Reproduce each of the entries below word for word, without including the pictures in your answer.

- **Point labeling entries**

>>>

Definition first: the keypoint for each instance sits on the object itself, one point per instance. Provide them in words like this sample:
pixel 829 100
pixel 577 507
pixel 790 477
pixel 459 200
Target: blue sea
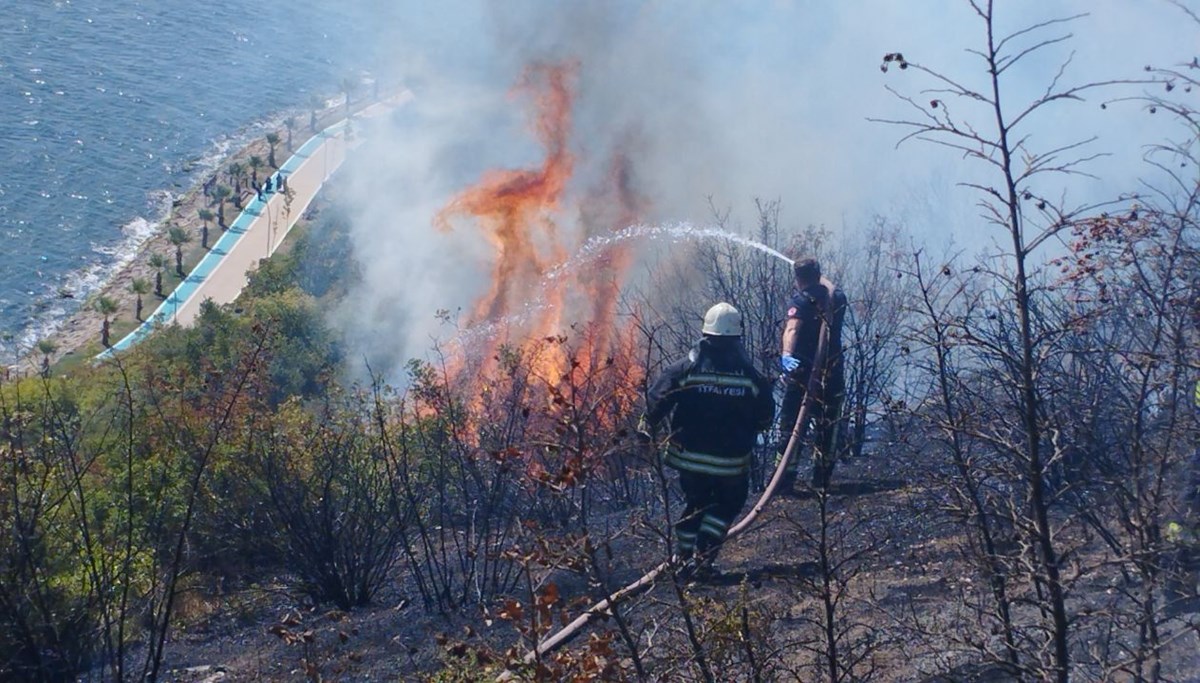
pixel 109 109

<<<

- **Result**
Definition first: the keypoint for each instance sits on the object itself, one point per instance. Provide them in words like this sample:
pixel 829 100
pixel 577 507
pixel 790 477
pixel 459 200
Target: blue sea
pixel 109 109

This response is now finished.